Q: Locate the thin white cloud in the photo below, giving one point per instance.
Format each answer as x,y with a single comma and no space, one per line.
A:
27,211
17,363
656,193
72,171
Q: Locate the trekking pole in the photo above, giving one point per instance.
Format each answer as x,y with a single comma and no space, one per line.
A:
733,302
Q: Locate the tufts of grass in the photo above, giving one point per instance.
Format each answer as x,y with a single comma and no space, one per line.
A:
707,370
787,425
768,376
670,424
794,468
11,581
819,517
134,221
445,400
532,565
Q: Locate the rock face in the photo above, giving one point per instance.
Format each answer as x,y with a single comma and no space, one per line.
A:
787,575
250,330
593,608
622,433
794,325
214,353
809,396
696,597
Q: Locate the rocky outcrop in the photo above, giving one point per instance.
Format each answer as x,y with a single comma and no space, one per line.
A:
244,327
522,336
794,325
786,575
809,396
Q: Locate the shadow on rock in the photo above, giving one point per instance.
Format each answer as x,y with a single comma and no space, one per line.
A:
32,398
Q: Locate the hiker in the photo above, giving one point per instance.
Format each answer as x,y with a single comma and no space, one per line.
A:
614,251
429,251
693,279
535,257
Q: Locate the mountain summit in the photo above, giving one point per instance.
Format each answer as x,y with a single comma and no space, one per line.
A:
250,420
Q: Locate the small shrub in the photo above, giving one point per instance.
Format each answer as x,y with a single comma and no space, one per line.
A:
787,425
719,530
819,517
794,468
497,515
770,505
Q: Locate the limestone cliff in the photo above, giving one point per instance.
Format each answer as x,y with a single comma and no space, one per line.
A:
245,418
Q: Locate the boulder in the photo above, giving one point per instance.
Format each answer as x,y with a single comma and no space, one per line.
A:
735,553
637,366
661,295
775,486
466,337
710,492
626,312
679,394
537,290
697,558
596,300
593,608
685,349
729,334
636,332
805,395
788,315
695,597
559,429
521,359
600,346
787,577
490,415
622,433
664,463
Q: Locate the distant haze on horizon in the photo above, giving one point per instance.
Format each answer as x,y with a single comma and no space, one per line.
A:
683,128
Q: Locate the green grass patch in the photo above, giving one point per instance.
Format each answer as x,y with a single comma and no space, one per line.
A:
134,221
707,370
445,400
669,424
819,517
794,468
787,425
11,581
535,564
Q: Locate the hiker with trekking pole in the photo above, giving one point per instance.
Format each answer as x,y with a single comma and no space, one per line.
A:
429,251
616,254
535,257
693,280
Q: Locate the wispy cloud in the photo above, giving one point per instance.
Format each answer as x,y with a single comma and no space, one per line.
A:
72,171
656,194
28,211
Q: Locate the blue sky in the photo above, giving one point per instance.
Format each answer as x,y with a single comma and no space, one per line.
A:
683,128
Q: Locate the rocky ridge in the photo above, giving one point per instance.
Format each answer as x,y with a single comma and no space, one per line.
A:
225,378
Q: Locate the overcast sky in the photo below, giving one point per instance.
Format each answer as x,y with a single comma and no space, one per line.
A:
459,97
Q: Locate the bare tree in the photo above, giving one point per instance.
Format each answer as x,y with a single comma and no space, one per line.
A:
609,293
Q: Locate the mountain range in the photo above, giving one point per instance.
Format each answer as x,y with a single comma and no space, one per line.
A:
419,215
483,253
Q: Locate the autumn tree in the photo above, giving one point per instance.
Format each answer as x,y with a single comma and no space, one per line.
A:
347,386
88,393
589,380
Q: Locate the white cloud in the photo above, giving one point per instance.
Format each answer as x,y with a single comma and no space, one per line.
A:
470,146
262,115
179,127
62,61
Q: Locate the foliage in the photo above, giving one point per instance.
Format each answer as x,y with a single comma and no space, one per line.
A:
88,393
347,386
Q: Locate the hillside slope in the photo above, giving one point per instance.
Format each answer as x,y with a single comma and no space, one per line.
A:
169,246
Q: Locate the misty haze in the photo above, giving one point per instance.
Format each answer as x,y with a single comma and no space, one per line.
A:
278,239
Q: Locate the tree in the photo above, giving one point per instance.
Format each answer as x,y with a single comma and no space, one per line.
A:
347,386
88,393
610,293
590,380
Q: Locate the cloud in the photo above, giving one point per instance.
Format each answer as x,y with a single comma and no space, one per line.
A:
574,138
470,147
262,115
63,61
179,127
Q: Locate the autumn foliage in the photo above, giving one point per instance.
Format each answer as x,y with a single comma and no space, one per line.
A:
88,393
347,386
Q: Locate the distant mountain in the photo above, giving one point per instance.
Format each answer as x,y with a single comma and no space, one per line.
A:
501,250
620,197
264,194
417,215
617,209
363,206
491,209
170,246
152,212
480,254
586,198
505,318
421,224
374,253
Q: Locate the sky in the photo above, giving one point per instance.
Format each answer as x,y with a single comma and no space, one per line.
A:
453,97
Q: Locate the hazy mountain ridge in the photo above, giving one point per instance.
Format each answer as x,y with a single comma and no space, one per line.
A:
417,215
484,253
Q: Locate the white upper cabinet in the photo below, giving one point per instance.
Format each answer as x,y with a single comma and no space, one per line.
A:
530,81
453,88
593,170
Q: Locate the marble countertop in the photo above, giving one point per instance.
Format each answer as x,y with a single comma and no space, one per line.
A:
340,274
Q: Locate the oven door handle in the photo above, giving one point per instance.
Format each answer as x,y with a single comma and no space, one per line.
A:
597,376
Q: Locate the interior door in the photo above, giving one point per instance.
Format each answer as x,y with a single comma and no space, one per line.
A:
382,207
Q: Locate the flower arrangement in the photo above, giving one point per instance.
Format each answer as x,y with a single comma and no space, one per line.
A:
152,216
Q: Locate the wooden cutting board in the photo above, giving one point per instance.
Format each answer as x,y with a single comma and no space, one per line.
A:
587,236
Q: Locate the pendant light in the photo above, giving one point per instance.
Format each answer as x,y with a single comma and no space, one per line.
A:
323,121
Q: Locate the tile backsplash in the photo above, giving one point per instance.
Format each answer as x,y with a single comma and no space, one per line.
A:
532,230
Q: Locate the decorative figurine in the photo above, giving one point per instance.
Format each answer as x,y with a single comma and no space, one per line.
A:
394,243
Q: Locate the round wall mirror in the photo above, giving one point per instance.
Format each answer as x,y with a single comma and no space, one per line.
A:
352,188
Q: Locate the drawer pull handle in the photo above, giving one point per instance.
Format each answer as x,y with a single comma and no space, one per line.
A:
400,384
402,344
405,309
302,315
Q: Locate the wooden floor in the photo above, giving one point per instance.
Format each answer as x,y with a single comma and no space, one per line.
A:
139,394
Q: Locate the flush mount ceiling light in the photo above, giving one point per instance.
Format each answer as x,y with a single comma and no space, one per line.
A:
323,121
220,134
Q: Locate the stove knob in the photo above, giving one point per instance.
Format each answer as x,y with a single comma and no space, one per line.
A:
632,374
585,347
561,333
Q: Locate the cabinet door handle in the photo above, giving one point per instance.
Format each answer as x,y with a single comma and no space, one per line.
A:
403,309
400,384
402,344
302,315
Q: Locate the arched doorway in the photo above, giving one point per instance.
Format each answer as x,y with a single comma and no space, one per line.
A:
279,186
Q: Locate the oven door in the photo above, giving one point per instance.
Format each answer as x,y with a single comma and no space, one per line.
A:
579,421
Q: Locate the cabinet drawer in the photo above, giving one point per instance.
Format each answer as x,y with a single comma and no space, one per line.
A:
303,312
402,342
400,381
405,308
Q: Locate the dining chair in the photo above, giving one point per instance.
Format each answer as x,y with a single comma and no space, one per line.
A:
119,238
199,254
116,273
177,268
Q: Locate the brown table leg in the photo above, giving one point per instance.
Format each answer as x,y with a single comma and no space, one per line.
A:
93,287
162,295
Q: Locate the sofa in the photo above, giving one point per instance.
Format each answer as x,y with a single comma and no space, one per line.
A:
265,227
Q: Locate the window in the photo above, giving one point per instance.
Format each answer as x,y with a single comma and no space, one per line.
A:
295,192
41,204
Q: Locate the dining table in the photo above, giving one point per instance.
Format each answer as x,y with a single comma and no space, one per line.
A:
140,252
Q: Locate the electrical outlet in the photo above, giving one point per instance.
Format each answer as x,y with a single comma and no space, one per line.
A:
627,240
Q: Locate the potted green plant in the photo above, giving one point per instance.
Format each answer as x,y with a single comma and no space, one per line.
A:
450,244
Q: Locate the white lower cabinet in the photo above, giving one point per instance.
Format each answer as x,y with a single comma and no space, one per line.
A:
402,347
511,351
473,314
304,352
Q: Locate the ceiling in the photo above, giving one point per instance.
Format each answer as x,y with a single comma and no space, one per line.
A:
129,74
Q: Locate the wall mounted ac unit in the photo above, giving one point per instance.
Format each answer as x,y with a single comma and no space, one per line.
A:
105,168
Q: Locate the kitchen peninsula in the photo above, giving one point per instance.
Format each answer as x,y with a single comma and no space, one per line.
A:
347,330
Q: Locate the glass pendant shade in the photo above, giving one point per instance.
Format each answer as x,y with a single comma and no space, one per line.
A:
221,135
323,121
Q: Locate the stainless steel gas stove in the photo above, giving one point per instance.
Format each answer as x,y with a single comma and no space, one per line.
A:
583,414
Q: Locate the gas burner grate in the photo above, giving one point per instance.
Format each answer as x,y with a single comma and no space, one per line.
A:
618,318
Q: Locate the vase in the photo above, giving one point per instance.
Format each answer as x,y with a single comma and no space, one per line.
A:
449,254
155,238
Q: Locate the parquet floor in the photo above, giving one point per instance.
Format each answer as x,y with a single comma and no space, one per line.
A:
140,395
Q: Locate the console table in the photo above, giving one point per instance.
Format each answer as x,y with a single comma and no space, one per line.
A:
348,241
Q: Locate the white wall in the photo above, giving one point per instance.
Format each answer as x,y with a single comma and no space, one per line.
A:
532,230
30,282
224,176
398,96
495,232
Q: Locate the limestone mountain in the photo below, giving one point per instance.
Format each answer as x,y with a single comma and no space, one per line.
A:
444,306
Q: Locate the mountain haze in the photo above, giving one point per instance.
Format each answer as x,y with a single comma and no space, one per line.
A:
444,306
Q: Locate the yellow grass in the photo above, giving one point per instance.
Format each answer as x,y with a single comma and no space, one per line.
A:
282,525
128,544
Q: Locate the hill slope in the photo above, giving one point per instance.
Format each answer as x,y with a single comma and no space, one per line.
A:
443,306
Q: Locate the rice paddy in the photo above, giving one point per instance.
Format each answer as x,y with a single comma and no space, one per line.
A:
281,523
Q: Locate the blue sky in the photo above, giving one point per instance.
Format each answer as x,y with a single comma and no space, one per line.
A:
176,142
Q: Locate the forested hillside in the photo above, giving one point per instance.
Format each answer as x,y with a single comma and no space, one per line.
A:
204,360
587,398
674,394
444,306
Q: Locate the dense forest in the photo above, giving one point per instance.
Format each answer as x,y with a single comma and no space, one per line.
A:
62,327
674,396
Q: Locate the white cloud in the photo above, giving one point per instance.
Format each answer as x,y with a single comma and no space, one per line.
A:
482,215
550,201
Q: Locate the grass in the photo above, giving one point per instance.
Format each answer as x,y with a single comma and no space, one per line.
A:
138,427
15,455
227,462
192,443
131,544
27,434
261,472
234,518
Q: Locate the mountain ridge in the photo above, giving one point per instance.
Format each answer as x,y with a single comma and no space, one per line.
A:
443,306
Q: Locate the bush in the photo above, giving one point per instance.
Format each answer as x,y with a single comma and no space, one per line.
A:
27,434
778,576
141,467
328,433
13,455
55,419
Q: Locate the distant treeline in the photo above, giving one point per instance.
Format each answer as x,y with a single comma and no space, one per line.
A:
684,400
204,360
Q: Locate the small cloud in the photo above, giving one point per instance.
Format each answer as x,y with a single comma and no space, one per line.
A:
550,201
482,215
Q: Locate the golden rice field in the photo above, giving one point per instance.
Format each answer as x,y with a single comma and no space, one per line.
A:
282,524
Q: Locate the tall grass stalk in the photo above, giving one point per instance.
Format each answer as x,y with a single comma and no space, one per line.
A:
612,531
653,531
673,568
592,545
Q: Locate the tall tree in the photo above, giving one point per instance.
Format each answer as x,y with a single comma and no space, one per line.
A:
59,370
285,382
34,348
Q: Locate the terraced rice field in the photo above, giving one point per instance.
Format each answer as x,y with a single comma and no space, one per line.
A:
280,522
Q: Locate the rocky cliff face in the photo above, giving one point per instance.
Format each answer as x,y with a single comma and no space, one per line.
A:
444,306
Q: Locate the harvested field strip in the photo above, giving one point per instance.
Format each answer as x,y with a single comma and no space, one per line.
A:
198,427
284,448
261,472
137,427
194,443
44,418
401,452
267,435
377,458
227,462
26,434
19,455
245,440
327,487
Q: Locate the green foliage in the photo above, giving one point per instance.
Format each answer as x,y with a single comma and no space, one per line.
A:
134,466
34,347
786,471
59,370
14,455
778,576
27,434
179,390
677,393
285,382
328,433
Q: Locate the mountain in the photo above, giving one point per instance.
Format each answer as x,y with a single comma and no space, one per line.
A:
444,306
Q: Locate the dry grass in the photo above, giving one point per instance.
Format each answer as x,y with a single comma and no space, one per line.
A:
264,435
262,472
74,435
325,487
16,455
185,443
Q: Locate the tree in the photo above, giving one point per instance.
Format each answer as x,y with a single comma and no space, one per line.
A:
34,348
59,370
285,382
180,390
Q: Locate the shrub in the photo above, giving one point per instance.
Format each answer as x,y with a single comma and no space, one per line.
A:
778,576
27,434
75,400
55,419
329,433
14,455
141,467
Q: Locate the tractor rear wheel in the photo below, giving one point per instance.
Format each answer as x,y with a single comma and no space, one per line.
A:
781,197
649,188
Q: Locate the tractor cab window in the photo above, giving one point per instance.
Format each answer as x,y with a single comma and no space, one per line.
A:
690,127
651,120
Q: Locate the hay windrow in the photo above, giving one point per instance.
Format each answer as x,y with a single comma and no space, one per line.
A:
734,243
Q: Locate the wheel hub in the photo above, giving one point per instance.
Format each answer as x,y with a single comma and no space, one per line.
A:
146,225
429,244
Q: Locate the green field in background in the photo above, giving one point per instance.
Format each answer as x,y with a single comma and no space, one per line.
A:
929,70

# PROBLEM:
Set down, word for word, every line from the line that holds "Q: Locate the tractor cab" to the end of the entries above, including both ends.

# TASK RESPONSE:
Q: Locate the tractor cab window in the photo above, giving one point per instance.
Format each answer as x,y with a single comma and no space, one per line.
A:
690,127
651,120
Q: Locate the hay windrow in the photo above, giving one point per instance.
Format each answer as x,y with a single comma and no space, one per line.
A:
734,243
Q: Locate the wheel hub in the photo above, giving one point per instance.
Format each answer as x,y with a single comma and no space, one per line.
A:
146,225
429,244
Q: Locate the green field in background in the photo above, giving one point per instance.
Format each answer as x,y with a single comma and no space, one per line.
A:
929,70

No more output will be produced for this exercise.